* Выбранный отрывок
====
Отсутствие в обществе достаточно развитого сословия, способного взять на себя ответственность за большое общество, за государственность, неизбежно усиливало значение бюрократии.  С 1796 по 1847 год численность чиновников возросла в четыре раза, а с 1796 по 1857 год — почти в шесть раз. Государственный аппарат в первой половине XIX века рос примерно в три раза быстрее, чем население. Причина этого была в усложнении функций общества, которые в значительной степени должно было брать на себя государство. И все же удельный вес бюрократии в стране был невелик.

В Петербурге на 1 000 жителей было всего 1,1–1,3 человека администрации, тогда как в Лондоне и Париже эта величина соответственно составляла 4,1 и 4,837. Это свидетельствует о слабости якобы всесильного государства. Мировосприятие чиновника, рассматривающего общество как силу внешнюю и чужую, с неизбежностью порождало коррупцию и вместе с тем конфликт в самом медиаторе.  Вся история государства есть глухая скрытая борьба правящей элиты с массой собственных чиновников.

Именно в этот период учреждения, канцелярии, палаты, конторы приобрели славу разбойничьих притонов. Взятка давно стала формой связи локального сообщества с местными властями. Подношение считалось чем–то естественным, и поэтому дача взятки официально предусматривалась в мирском приговоре, о чем делалась соответствующая запись. Взятка чиновнику по решению мира была системой, что превращало ее в ренту держателя монополии. Из сохранившейся расходной книги старосты одной из деревень владения Орловых И. Иванова (1822 год) видно, что взятки давались по самым различным поводам: при сдаче подушной подати, за выписку квитанции, сторожам, за принятие показаний в суде и т. д. Общая же их сумма составляла более шестой части официальных платежей. Складывалась специальная шкала «подарков» [38]. Чиновники не выходили в основном за рамки локальных идеалов, они не могли подняться до понимания необходимости защищать интересы всего общества, до осознания социальной роли чиновника как носителя общественного служения. Следуя локальным и, одновременно, утилитарным ценностям, они разрушали медиатор как организационную силу общества, пытаясь в каждой ее точке подчинить аппарат случайным, личным, местным целям.
====
* Исходные данные
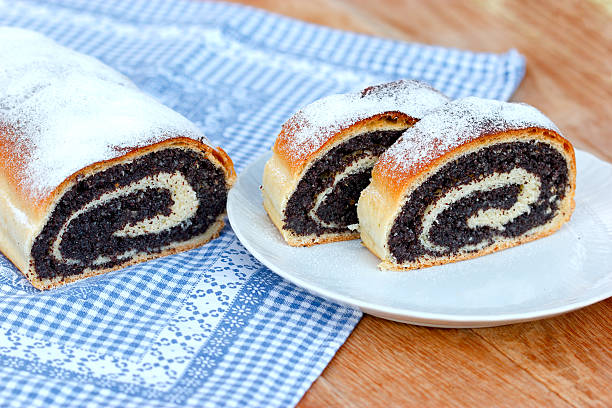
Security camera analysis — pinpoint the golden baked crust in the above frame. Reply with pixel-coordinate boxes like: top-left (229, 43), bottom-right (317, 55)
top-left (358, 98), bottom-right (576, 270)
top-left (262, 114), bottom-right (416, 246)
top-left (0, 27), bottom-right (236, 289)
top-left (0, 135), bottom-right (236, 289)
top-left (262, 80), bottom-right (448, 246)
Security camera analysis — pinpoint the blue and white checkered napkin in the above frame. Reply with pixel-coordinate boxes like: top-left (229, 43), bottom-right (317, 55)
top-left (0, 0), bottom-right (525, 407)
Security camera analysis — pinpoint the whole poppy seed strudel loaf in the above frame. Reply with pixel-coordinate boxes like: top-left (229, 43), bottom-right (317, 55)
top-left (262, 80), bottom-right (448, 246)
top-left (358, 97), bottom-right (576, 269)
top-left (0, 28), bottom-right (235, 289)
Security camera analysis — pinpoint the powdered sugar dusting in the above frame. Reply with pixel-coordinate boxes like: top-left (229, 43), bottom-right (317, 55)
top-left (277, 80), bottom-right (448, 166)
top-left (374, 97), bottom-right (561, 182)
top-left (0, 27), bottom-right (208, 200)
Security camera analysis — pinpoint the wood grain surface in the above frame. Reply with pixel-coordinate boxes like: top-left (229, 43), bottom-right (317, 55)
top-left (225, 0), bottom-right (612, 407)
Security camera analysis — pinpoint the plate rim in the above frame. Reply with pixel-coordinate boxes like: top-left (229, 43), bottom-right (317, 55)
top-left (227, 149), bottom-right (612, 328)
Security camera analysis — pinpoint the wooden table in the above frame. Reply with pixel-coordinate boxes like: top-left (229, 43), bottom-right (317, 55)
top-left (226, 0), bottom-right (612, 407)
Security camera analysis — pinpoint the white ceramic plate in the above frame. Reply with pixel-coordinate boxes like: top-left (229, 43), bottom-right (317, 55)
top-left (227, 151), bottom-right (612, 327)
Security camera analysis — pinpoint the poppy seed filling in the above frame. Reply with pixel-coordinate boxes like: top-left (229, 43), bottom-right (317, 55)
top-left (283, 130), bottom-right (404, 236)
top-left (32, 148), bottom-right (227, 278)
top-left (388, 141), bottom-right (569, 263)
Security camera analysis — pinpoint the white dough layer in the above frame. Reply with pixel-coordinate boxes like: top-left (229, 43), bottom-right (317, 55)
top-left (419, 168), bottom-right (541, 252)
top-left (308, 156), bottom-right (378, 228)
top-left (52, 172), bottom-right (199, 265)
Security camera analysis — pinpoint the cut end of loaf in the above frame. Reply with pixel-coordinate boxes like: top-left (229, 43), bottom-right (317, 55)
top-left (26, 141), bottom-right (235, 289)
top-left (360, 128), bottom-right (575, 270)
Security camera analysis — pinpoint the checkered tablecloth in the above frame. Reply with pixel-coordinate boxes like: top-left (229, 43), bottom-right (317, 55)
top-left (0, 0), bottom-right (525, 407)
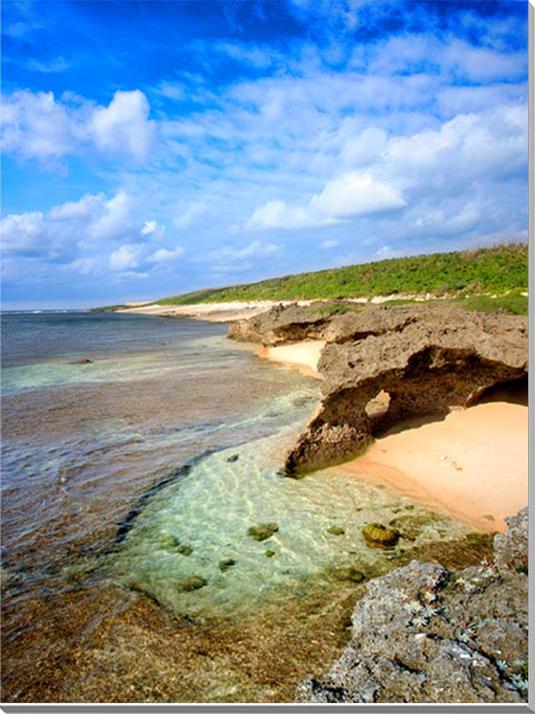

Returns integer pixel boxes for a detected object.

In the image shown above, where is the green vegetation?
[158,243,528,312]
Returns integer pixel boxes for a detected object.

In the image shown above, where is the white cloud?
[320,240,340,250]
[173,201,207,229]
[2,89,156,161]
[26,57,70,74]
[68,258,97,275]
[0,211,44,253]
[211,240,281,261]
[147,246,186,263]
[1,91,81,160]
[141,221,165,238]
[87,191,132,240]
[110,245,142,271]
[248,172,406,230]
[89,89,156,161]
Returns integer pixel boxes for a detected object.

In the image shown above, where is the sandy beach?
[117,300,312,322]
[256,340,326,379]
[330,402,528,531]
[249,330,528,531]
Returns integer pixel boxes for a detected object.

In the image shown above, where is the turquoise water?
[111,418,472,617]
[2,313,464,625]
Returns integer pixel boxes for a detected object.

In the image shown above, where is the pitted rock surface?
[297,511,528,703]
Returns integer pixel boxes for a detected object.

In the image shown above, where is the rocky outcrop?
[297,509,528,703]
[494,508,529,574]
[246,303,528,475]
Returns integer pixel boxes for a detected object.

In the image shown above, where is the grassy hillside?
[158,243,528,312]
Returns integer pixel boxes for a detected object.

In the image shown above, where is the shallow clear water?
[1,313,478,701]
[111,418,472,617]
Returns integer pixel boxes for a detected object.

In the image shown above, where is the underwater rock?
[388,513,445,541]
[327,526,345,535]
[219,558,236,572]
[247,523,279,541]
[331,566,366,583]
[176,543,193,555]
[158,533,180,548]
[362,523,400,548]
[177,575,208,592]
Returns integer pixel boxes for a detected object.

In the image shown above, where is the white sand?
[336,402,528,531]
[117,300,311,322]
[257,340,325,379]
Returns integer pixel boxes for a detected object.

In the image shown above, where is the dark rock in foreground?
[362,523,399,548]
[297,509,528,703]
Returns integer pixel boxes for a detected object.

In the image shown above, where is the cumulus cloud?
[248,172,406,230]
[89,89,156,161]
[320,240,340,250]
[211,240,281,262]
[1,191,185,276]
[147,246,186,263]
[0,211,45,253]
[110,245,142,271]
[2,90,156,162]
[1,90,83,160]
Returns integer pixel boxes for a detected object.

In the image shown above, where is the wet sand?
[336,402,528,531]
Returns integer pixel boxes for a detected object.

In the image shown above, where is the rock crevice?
====
* Задание
Замените в отрывке о бюрократии «население» на «число жителей» и перепишите весь фрагмент от «Отсутствие в обществе» до «стране был невелик.».

* Ответ к заданию
Отсутствие в обществе достаточно развитого сословия, способного взять на себя ответственность за большое общество, за государственность, неизбежно усиливало значение бюрократии.  С 1796 по 1847 год численность чиновников возросла в четыре раза, а с 1796 по 1857 год — почти в шесть раз. Государственный аппарат в первой половине XIX века рос примерно в три раза быстрее, чем число жителей. Причина этого была в усложнении функций общества, которые в значительной степени должно было брать на себя государство. И все же удельный вес бюрократии в стране был невелик.